→ Source text:
Follow MongoDB’s [steps to get the connection](https://www.mongodb.com/docs/manual/reference/connection-string/) string from the Atlas UI. After setting up the database and obtaining the Atlas cluster connection URI, securely store the URI within your development environment.

This guide uses Google Colab, which offers a feature for securely storing environment secrets. These secrets can then be accessed within the development environment. Specifically, the line mongo_uri = userdata.get('MONGO_URI') retrieves the URI from the secure storage.

In [25]:
os.environ["MONGO_URI"] = ""

In [26]:
import pymongo


def get_mongo_client(mongo_uri):
    """Establish and validate connection to the MongoDB."""

    client = pymongo.MongoClient(
        mongo_uri, appname="devrel.showcase.openai_llamaindex_agent"
    )

    # Validate the connection
    ping_result = client.admin.command("ping")
    if ping_result.get("ok") == 1.0:
        # Connection successful
        print("Connection to MongoDB successful")
        return client
    print("Connection to MongoDB failed")
    return None


mongo_uri = os.environ.get("MONGO_URI")
if not mongo_uri:
    print("MONGO_URI not set in environment variables")

mongo_client = get_mongo_client(mongo_uri)

DB_NAME = "airbnb"
COLLECTION_NAME = "listings_reviews"

db = mongo_client.get_database(DB_NAME)
collection = db.get_collection(COLLECTION_NAME)

Connection to MongoDB successful


In [27]:
# To ensure we are working with a fresh collection
# delete any existing records in the collection
collection.delete_many({})

DeleteResult({'n': 0, 'electionId': ObjectId('7fffffff0000000000000029'), 'opTime': {'ts': Timestamp(1719315234, 1), 't': 41}, 'ok': 1.0, '$clusterTime': {'clusterTime': Timestamp(1719315234, 1), 'signature': {'hash': b"\x11T\xcc'\xfd\xd5\x90@\x0f\xac%Z\x13\xc2\xf9t4B:h", 'keyId': 7320226449804230662}}, 'operationTime': Timestamp(1719315234, 1)}, acknowledged=True)

## Data Ingestion

In [None]:
from llama_index.vector_stores.mongodb import MongoDBAtlasVectorSearch

vector_store = MongoDBAtlasVectorSearch(
    mongo_client,
    db_name=DB_NAME,
    collection_name=COLLECTION_NAME,
    index_name="vector_index",
)

In [None]:
vector_store.add(nodes)

## Creating Retriver Tool for Agent

In [30]:
from llama_index.core import VectorStoreIndex
from llama_index.core.tools import QueryEngineTool, ToolMetadata

index = VectorStoreIndex.from_vector_store(vector_store)
query_engine = index.as_query_engine(similarity_top_k=5, llm=llm)

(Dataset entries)
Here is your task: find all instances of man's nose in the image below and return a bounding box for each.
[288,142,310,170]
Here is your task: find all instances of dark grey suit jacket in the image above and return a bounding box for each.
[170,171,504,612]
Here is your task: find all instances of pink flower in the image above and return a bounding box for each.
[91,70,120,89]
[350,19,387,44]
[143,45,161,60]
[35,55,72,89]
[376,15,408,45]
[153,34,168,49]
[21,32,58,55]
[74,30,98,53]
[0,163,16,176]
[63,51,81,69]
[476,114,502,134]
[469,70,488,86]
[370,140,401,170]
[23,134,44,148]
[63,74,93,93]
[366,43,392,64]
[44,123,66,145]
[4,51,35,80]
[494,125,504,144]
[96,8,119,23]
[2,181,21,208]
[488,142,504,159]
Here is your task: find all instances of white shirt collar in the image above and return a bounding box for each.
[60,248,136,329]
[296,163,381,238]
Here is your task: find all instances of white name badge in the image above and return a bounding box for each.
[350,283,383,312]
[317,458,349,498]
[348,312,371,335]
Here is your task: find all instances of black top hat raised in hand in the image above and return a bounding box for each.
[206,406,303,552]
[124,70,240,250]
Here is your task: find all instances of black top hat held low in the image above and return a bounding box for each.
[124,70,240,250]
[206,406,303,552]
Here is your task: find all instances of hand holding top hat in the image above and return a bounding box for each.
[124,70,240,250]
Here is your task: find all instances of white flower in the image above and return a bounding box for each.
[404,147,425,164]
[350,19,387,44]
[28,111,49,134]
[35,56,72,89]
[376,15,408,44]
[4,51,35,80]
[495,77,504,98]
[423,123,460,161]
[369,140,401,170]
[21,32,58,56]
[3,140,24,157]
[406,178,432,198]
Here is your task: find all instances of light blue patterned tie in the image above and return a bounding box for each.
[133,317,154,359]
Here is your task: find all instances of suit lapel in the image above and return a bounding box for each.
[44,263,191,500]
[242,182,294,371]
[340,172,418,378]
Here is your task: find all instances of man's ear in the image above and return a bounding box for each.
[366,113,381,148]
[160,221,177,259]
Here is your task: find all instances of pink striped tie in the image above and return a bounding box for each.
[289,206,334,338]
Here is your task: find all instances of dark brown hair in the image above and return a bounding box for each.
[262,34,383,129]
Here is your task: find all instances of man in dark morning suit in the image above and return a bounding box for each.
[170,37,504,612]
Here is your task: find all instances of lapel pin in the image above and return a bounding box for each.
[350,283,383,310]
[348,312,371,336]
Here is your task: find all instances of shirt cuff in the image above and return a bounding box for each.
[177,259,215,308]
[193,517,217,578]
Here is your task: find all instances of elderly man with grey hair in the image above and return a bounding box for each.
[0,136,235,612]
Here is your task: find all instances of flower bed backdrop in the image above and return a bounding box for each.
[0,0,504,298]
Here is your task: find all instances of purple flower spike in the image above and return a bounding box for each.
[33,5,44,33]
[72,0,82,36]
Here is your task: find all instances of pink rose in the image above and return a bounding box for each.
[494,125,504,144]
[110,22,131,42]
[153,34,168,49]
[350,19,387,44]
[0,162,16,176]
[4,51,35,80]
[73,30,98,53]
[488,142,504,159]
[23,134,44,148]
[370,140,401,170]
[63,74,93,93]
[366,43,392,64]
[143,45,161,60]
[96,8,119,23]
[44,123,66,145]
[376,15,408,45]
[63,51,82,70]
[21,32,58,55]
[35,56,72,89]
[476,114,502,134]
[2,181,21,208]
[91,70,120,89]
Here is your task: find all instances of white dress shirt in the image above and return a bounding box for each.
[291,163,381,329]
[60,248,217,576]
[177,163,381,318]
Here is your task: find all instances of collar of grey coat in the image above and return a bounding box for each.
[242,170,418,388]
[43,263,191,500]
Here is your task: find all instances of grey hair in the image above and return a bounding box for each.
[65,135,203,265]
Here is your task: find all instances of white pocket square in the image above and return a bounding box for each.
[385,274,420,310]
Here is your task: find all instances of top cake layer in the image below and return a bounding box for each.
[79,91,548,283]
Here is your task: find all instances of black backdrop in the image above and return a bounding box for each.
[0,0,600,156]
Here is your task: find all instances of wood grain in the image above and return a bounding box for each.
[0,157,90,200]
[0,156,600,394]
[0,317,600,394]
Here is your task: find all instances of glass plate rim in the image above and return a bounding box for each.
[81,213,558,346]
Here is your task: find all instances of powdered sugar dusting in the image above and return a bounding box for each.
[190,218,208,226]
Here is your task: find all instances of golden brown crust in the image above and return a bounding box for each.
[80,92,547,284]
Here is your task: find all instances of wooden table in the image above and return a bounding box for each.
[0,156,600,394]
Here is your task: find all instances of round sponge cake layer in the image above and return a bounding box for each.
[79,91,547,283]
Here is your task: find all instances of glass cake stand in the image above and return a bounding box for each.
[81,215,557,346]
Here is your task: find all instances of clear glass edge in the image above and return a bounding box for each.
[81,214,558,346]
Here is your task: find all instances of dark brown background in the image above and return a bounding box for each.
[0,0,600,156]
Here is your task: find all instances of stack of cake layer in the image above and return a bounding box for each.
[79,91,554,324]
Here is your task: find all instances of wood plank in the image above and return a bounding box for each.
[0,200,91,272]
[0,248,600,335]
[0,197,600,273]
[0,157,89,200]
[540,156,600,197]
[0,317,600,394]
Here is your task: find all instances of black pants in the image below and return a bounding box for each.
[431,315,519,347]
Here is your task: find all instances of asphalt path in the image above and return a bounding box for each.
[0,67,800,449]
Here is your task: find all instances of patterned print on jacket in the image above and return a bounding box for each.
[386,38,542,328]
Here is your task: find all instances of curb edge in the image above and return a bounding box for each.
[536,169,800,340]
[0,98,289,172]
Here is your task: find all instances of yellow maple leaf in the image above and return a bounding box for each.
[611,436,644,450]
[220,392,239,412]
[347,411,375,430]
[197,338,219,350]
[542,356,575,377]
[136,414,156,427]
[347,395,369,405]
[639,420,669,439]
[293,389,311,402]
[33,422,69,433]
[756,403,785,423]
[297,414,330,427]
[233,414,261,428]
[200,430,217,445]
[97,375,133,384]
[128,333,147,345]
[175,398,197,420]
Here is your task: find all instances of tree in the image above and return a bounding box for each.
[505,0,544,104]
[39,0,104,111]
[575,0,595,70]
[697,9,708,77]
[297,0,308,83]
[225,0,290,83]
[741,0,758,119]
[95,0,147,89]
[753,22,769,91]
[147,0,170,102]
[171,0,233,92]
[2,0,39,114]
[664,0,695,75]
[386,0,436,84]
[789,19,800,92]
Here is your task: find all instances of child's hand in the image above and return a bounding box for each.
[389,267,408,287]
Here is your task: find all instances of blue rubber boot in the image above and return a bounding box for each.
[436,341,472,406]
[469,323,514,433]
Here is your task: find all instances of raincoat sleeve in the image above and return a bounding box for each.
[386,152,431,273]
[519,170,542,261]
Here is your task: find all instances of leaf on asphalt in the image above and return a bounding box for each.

→ Exercise aim:
Go on with the MongoDB and LlamaIndex agent walkthrough from the point where it ends. You can ignore the dataset entries.

→ Task response:
query_engine_tool = QueryEngineTool(
    query_engine=query_engine,
    metadata=ToolMetadata(
        name="knowledge_base",
        description=(
            "Provides information about Airbnb listings and reviews."
            "Use a detailed plain text question as input to the tool."
        ),
    ),
)

## AI Agent Creation

In [31]:
from llama_index.core.agent import FunctionCallingAgentWorker

agent_worker = FunctionCallingAgentWorker.from_tools(
    [query_engine_tool], llm=llm, verbose=True
)
agent = agent_worker.as_agent()

In [32]:
response = agent.chat("Tell me the best listing for a place in New York")
print(str(response))

Added user message to memory: Tell me the best listing for a place in New York
=== LLM Response ===
Certainly! To provide you with the best listing for a place in New York, I'll need to use the knowledge base tool to gather information about Airbnb listings in New York. Let me do that for you.
=== Calling Function ===
Calling function: knowledge_base with args: {"input": "What is the best Airbnb listing in New York City? Please provide details about its location, amenities, price, and guest reviews."}
=== Function Output ===
While it's difficult to definitively say which is the "best" Airbnb listing in New York City, as preferences can vary, one standout option appears to be the newly renovated studio apartment in Midtown East Manhattan. 

This luxurious studio is located in the heart of Manhattan, in a safe residential area that's very close to many attractions. It's just a 7-minute walk to the subway and 2 blocks from the United Nations.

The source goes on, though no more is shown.